PROVIDED TEXT:
Jsmoody, have you considered an inboard boat. For the needs you are describing I would highly recommend an inboard v8 boat or a sport jet to seat 6 adults and run 20-30 mile stretches of river.


----------



## jsmoody (Jul 22, 2016)

I have thought about it. I don't like the weight issue for one thing. That boat with an inboard v8 would be 1500-1700 lbs before I even stepped in it. If I ever did in fact beach it I don't know how I'd ever move it.


----------



## MjinPa (Jul 22, 2016)

Just to give you an idea, I run a kingfisher 1875 extreme shallow with 200 sport jet. I routinely beach the boat on the shoreline to let the kids out to play in the water. I do have a uhmw bottom but I can push the boat back out into the water by myself without a problem. My boat is lighter than the v8 boats but they run most of the same water I do. I occasionally like to run the real shallow stuff cause it's just plain fun. Unless you really plan on pushing the limits in the shallows a 12 degree v8 or sport jet boat would handle the depths that you stated you would like to run. Full windshield and top are nice for those long rides too. I guess my point as far as weight is concerned is that a 2072 Jon with a large outboard is not gonna be any fun to get unstuck if you stick it bad either. You are still gonna need a bunch of friends and maybe a winch to get back into deep enough water. I think that once you learn to read the water, it's just a matter of staying away from the real shallow stuff and knowing the limits of the boat. Only other thing I can add is I would much rather listen to the exhaust note of a v8 for 20-30 miles than a sport jet or outboard.


----------



## jsmoody (Jul 22, 2016)

No doubt about the engine noise. I've heard sport jets are loud. Then again, I can't see how much louder they can be than all the 2 stroke outboards on the river. Mine is pretty loud. I've seriously considered sport jets, and am not opposed to it at all. My questions about those are really more about life expectancy vs an outboard. I would really like to have one in a boat. I haven't been able to find much info on what it would cost to get a new one. It makes a lot of sense though to go for an extra 100 hp for the same weight.


----------



## MjinPa (Jul 22, 2016)

RECORDS SHOWN:
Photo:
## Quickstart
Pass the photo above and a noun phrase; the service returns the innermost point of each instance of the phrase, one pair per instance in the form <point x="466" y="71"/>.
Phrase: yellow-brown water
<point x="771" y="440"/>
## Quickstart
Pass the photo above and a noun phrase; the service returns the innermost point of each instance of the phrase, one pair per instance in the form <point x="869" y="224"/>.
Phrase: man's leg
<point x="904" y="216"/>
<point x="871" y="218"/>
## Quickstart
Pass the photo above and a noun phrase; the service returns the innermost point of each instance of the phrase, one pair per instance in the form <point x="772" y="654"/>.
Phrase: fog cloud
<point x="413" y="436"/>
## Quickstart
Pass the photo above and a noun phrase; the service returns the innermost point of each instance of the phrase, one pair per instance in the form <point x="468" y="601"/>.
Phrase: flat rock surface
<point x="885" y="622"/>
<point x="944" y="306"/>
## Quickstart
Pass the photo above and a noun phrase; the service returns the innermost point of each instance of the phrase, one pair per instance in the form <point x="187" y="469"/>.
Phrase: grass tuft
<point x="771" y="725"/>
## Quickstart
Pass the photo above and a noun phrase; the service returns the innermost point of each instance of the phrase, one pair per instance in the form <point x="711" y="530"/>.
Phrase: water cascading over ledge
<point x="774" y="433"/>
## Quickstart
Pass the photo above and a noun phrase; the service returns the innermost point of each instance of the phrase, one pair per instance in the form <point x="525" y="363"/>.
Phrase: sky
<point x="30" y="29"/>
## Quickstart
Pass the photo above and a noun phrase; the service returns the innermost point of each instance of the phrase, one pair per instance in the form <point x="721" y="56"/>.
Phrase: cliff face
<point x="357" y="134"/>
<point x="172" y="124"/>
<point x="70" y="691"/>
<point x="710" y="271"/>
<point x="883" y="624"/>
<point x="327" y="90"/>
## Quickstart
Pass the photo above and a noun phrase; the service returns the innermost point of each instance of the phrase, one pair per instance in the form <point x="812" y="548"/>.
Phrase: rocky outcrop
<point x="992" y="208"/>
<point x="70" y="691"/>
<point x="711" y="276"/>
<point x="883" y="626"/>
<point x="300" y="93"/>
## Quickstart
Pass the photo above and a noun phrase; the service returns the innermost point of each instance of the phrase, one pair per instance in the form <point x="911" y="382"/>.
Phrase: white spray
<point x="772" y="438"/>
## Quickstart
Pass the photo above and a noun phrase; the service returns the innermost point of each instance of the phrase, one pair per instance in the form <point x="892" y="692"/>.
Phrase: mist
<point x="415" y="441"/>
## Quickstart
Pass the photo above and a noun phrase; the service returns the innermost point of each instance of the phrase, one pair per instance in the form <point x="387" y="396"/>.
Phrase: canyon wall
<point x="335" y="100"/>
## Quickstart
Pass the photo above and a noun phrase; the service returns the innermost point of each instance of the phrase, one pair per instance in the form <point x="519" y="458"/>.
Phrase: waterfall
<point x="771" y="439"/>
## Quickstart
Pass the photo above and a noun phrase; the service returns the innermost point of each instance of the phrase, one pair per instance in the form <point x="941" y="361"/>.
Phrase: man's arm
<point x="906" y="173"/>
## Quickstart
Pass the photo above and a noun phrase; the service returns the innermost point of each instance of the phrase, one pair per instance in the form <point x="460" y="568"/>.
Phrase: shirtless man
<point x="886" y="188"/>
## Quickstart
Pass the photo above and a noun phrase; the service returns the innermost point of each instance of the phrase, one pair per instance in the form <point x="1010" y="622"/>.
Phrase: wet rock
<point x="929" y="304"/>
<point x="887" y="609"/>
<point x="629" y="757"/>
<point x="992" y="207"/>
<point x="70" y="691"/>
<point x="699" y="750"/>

YOUR TASKS:
a) In the boat thread, rewrite the passage starting with "I have thought" and going on through "ever move it.", renaming "inboard v8" to "sport jet".
b) List each type of boat engine or drive named in the boat thread, counting each type once.
c) Answer these questions from the boat thread.
(i) What weight does jsmoody give for the boat with an inboard v8 before anyone steps in it?
(ii) What kind of bottom does MjinPa's boat have?
(iii) How much extra horsepower does jsmoody say a sport jet would offer for the same weight?
The rows play no part in what is asked here.

SOLUTION LIST:
a)
I have thought about it. I don't like the weight issue for one thing. That boat with an sport jet would be 1500-1700 lbs before I even stepped in it. If I ever did in fact beach it I don't know how I'd ever move it.

b)
inboard v8
sport jet
outboard

c)
(i) 1500-1700 lbs
(ii) A uhmw bottom
(iii) 100 hp